▶ **ASSIGNED TASK**: Each entry below should be returned exactly as is, with the pictures removed.

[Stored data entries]

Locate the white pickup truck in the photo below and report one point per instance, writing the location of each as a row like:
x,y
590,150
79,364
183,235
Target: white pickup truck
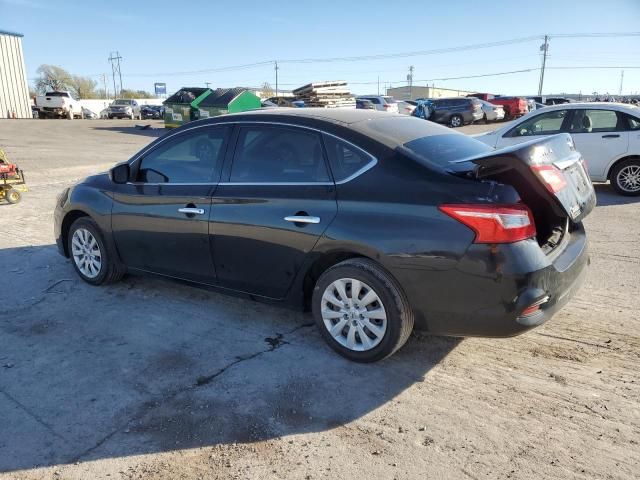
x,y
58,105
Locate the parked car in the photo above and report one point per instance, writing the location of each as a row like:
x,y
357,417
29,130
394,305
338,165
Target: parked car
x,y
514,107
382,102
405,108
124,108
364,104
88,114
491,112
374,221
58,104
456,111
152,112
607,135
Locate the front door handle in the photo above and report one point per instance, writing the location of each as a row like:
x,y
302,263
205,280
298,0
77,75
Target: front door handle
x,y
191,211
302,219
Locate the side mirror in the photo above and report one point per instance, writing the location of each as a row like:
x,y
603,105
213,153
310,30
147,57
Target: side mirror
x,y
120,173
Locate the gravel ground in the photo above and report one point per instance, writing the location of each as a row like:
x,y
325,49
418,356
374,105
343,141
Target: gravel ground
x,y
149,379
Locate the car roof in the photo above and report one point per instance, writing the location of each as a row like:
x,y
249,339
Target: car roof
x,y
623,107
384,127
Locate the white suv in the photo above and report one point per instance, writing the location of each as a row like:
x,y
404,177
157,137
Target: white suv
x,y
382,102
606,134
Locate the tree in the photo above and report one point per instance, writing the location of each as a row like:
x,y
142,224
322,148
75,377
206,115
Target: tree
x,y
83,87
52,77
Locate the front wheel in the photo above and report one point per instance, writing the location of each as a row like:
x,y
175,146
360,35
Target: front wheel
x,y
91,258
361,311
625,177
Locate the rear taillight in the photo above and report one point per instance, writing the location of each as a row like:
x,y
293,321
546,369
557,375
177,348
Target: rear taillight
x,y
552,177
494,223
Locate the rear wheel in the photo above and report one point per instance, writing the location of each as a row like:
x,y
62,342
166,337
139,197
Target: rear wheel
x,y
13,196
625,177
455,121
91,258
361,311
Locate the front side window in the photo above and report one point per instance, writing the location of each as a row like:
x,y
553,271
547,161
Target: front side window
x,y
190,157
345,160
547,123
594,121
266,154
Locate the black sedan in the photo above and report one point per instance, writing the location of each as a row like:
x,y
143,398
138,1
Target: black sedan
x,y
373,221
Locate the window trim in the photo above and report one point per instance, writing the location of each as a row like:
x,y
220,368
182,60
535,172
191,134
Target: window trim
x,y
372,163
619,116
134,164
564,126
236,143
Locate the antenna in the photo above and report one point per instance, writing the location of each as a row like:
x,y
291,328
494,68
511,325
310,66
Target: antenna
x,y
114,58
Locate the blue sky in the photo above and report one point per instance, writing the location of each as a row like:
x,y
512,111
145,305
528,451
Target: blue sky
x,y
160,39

▶ **SOLUTION TO THIS EXERCISE**:
Locate the white pickup truck in the photo below and report one point per instance, writing the location of each as a row like:
x,y
590,150
79,364
183,235
Target: white pickup truck
x,y
58,105
Locate the parked car in the photo above and report one point per instance, writing the location of each as a row like:
x,y
357,417
29,130
394,305
338,165
Target: parked car
x,y
514,107
382,102
405,108
124,108
364,104
88,114
491,112
374,221
58,104
456,111
152,112
607,135
Locate the front door handle in the photo above and report one point per instance, writing the location of each as a row like:
x,y
302,263
205,280
298,0
77,75
Target: front door handle
x,y
191,211
302,219
Locate the side mirror in the photo above and report one point per instance, writing the location of each as a row like:
x,y
603,105
213,153
310,30
147,57
Target: side mirror
x,y
120,173
Locate the gravel ground in the photo above and report one point per instance, writing the location of each as a row like:
x,y
325,49
418,356
374,105
343,141
Target: gravel ground
x,y
149,379
Locate the car roof in the photo above and report one point per instance, writing the location of each as a row like:
x,y
249,339
Target: car roof
x,y
623,107
384,127
Locate the white suv in the photo above and report one point per instance, writing the location of each as a row like:
x,y
404,177
157,137
Target: white suv
x,y
382,102
606,134
Locate the tree in the photo above and report one point per instance, writing the location of each as a row like:
x,y
142,224
322,148
75,377
206,115
Target: tree
x,y
83,87
52,77
Locate the front wheel in the photo above and report one point per instance, writing the location of each as a row like:
x,y
175,146
360,35
Target: front wheel
x,y
91,258
361,311
625,177
Locate the rear taillight in the photo above and report one point per instance, writing the location of each as a row like:
x,y
293,321
546,369
557,375
177,348
Target: rear taillight
x,y
552,177
494,223
Locate the rear wheel in the photo above and report one point per instance, writing the location of each as a row like:
x,y
62,342
166,337
139,197
Target: rear wheel
x,y
13,196
625,177
455,121
91,258
361,311
Locate the front side window in the photo above and report one point per instance, writing the location of each as a row like:
x,y
553,271
547,161
Target: front side window
x,y
190,157
345,160
547,123
594,121
266,154
Locate the black sedan in the photo above and report one point per instance, writing the location of each as a row like:
x,y
143,398
138,1
Target: black sedan
x,y
373,221
Locate the window trim in the photo above and report one point per instance, writing the location of each as a row like:
x,y
220,368
182,60
535,172
191,134
Target: window trim
x,y
372,163
619,116
134,164
564,126
236,143
Locate the antenna in the photo above and report one point per instance, writing the location of each as a row like:
x,y
291,328
494,68
511,325
310,66
Target: antenna
x,y
114,58
Locate the blue sky in the photo above and report one point per instance, writing the location of each as a row like:
x,y
512,111
145,305
528,451
Target: blue sky
x,y
160,39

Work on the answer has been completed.